▸ ENTRIES
## START
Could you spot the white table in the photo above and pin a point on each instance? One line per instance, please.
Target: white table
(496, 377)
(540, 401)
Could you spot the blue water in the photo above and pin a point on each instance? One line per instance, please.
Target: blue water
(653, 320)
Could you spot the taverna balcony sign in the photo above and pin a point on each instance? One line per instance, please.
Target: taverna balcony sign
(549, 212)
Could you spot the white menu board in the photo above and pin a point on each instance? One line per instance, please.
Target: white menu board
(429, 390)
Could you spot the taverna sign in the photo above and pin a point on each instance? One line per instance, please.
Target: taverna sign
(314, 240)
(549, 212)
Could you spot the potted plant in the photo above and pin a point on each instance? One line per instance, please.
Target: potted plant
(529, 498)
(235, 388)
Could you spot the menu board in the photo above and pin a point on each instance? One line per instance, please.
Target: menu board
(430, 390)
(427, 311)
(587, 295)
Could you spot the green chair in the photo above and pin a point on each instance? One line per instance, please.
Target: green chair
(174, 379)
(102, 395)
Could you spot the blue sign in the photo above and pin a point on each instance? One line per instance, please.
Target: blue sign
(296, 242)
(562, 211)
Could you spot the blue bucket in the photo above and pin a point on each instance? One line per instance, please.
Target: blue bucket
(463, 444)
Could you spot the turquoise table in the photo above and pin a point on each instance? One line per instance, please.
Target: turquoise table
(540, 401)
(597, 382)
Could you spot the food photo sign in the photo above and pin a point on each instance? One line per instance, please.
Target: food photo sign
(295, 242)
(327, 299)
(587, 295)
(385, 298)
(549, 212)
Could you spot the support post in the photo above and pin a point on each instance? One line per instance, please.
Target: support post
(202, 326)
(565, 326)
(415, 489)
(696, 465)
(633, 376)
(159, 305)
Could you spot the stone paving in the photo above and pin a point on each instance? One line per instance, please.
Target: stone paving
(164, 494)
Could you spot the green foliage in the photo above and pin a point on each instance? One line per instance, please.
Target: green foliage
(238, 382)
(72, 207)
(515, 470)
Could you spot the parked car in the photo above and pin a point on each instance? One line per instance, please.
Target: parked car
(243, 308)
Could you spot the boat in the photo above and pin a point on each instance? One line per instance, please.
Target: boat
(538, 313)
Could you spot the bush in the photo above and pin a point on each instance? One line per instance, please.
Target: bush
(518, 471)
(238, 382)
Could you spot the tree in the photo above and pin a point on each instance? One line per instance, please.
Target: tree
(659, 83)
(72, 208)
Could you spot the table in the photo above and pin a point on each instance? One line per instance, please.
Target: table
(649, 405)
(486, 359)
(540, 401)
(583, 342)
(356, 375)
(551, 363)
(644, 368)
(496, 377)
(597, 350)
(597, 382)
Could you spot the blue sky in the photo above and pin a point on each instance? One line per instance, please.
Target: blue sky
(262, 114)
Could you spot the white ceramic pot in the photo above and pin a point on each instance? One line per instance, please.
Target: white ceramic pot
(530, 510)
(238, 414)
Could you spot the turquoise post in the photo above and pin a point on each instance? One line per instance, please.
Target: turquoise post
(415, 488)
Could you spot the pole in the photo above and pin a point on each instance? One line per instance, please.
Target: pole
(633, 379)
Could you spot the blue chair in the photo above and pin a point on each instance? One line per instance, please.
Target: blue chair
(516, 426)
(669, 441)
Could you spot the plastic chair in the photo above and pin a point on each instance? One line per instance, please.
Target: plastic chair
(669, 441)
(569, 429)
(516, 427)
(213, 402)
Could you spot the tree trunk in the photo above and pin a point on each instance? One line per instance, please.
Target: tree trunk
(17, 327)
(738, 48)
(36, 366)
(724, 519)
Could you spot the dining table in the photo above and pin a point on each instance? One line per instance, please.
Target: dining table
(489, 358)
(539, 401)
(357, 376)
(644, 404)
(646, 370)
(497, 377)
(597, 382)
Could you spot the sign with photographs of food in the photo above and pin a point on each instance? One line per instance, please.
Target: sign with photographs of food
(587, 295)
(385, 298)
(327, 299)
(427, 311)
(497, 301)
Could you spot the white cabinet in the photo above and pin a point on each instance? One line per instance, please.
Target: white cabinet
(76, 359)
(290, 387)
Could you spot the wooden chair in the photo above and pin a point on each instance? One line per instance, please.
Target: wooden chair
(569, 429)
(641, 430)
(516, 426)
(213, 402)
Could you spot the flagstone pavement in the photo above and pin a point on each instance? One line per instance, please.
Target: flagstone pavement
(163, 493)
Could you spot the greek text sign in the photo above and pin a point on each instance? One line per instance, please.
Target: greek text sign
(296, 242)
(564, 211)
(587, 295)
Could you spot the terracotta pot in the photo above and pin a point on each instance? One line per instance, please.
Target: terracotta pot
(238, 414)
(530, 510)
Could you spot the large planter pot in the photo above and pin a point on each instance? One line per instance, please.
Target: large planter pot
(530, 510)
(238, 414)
## END
▸ WRITTEN PROBLEM
Copy all of the records above line for line, leaving every word, number and mark unchanged.

▸ CORRECT ANSWER
Could you spot the white table in the photo above and pin a point on each instance? One line per instance, please.
Target: white table
(496, 377)
(540, 401)
Could you spot the blue water in the photo above and pin a point on each instance? One line per instance, please.
Target: blue water
(653, 320)
Could you spot the taverna balcony sign in the photo above and pin a point on each instance? One line per instance, please.
Target: taverna balcony sign
(549, 212)
Could you spot the white menu board in the photo above and pin a point on each instance? One line per instance, please.
Target: white menu board
(429, 390)
Could you spot the taverna sign in the photo above and pin a point on each instance? One line per instance, please.
Target: taverna sign
(314, 240)
(549, 212)
Could you spot the potted plant in the photo above and pin a point on each instance? One line per instance, please.
Target: potted plant
(529, 498)
(235, 388)
Could you spot the menu board in the photo above and pin a point on each instance? One line per instance, please.
Target: menu board
(430, 390)
(427, 311)
(587, 295)
Could you spot the green chair in the photo above and pin a point on each instance? One line per instance, please.
Target: green chair
(174, 379)
(102, 395)
Could you spot the blue sign in the photo above and pin a point on each instance? One line per instance, please.
Target: blue sign
(296, 242)
(562, 211)
Could you spot the blue bucket in the photo above and pin a point on each instance? One line per instance, please.
Target: blue bucket
(463, 444)
Could you spot the turquoise table in the photo above and pin a point on each instance? One line per instance, please.
Target: turquoise table
(540, 401)
(597, 382)
Could you spot the food photo sign in the photo above and pin a point on each instance? One line per instance, please.
Target: food photo sign
(295, 242)
(327, 299)
(587, 295)
(385, 298)
(549, 212)
Could you spot the support post in the photo above and pin a point on each instance? One line per instance, please.
Target: support post
(202, 326)
(565, 326)
(415, 489)
(696, 465)
(633, 376)
(159, 305)
Could you spot the stone paving in the photo above and pin a point on each instance? One line per instance, please.
Target: stone paving
(164, 494)
Could you spot the green foliage in the photo above and pin a point on each instance? One line per instance, please.
Target: green foliage
(238, 382)
(72, 207)
(515, 470)
Could you spot the parked car in the photo above and pin a point on each instance? One line per instance, please.
Target: parked car
(243, 308)
Could you spot the boat in the photo above and pin a point on each instance? One line per instance, please.
Target: boat
(538, 313)
Could you spot the bush in the photo above and pin a point on each instance? One line per instance, please.
Target: bush
(518, 471)
(238, 382)
Could you spot the tree in the photo above and pin a point on each instance? One line per instance, please.
Target: tree
(659, 83)
(72, 208)
Could you spot the table in the photo above and pin a point on each instance? One line per instance, please.
Target: table
(649, 405)
(486, 359)
(540, 401)
(583, 342)
(356, 375)
(551, 363)
(644, 368)
(496, 377)
(597, 350)
(597, 382)
Could you spot the blue sky in the photo above and pin a point on each instance? One line per instance, please.
Target: blue sky
(262, 114)
Could you spot the white ceramic pot in the photo above and pin a point on each instance? One line per instance, please.
Target: white ceramic pot
(530, 510)
(238, 414)
Could you spot the turquoise post in the photo above and pin a point on each instance? One line per instance, please.
Target: turquoise post
(415, 488)
Could you spot the pole in the photo above and pin a point on each instance? One line per instance, please.
Target: pole
(633, 379)
Could you spot the blue chair in the photo above and pin a point on each instance? One line per instance, please.
Target: blue chair
(516, 426)
(669, 441)
Could you spot the plastic chair in the photo above and pin a point on each instance? One line per instance, please.
Target: plastic chair
(669, 441)
(569, 429)
(516, 427)
(213, 402)
Could you spot the tree trunk in the photo above and pin a point on each instance? One line per instance, please.
Target: tree trunk
(17, 327)
(738, 48)
(36, 366)
(724, 519)
Could you spot the dining table in the photo above and pin a point on each instance? One line per instance, please.
Target: dining table
(489, 358)
(539, 401)
(357, 376)
(644, 404)
(646, 370)
(497, 377)
(597, 382)
Could you spot the sign with photographs of food in the photo above and pin a point on each instance? One line per instance, please.
Target: sign with photographs of food
(587, 295)
(385, 298)
(327, 299)
(427, 311)
(497, 301)
Could you spot the white cabinet in the photo above and pin a point on each instance? One line per instance, please.
Target: white cabinet
(76, 359)
(290, 387)
Could you spot the wooden chair in the photo above and pin a point on each instance? One line per instance, please.
Target: wooden chair
(569, 429)
(641, 430)
(516, 426)
(213, 402)
Could you spot the flagstone pavement in the photo above and pin a point on each instance? One line per instance, please.
Target: flagstone pavement
(163, 493)
Could you spot the greek text sign in the photo above and pin a point on each instance? One line per instance, please.
Target: greek text sign
(296, 242)
(564, 211)
(587, 295)
Could you spot the terracotta pot in the photo above and pin a point on each instance? One line per instance, please.
Target: terracotta pot
(238, 414)
(530, 510)
Could you spot the large planter pot in the photo above and pin a point on each instance? One line per instance, please.
Target: large planter pot
(530, 510)
(238, 414)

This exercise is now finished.